- [Exercise details]:
Collect each line in the listing below that contains the string "poster".

Items from a dataset:
===

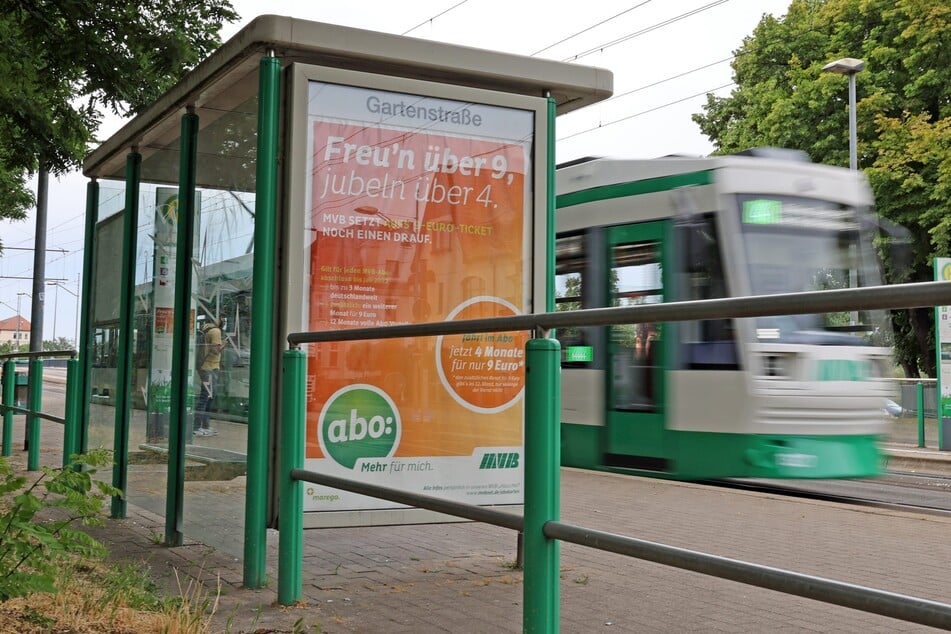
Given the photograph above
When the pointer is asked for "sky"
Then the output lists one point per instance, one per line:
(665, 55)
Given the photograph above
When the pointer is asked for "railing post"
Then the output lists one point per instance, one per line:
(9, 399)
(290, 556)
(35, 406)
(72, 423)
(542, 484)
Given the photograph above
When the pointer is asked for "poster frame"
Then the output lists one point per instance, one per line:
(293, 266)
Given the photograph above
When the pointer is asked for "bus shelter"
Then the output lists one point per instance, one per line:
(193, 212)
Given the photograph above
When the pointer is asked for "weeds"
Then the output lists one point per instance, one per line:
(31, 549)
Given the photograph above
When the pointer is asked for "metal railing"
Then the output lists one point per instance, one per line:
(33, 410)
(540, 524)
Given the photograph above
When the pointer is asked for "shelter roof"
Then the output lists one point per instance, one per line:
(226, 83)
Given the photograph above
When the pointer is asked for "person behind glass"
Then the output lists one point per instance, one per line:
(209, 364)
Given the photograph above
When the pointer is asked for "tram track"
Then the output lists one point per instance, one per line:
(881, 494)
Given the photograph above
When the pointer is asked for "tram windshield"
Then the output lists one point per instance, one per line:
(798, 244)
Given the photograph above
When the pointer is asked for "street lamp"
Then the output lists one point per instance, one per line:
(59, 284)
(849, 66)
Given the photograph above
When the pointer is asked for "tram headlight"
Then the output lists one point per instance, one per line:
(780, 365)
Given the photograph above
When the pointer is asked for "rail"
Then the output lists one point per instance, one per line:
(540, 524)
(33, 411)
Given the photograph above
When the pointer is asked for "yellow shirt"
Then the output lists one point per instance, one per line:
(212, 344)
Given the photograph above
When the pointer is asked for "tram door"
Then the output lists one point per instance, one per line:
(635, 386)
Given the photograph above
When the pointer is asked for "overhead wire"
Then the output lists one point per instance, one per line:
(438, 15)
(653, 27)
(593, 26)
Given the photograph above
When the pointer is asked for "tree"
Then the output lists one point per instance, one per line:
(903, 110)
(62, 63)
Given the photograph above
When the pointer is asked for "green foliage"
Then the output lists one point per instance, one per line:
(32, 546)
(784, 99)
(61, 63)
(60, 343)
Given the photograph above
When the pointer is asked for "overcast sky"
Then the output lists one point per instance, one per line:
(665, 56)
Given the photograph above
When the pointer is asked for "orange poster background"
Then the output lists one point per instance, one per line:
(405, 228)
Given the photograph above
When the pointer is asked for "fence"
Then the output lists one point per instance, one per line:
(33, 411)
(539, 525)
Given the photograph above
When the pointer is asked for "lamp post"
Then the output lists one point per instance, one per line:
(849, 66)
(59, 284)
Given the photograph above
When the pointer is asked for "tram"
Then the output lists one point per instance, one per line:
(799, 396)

===

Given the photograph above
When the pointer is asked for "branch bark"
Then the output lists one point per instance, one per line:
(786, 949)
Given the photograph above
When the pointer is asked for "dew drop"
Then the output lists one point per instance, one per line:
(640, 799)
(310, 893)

===

- [Solution]:
When the pointer is asked for "poster frame"
When the pointer is asked for "orange poster background"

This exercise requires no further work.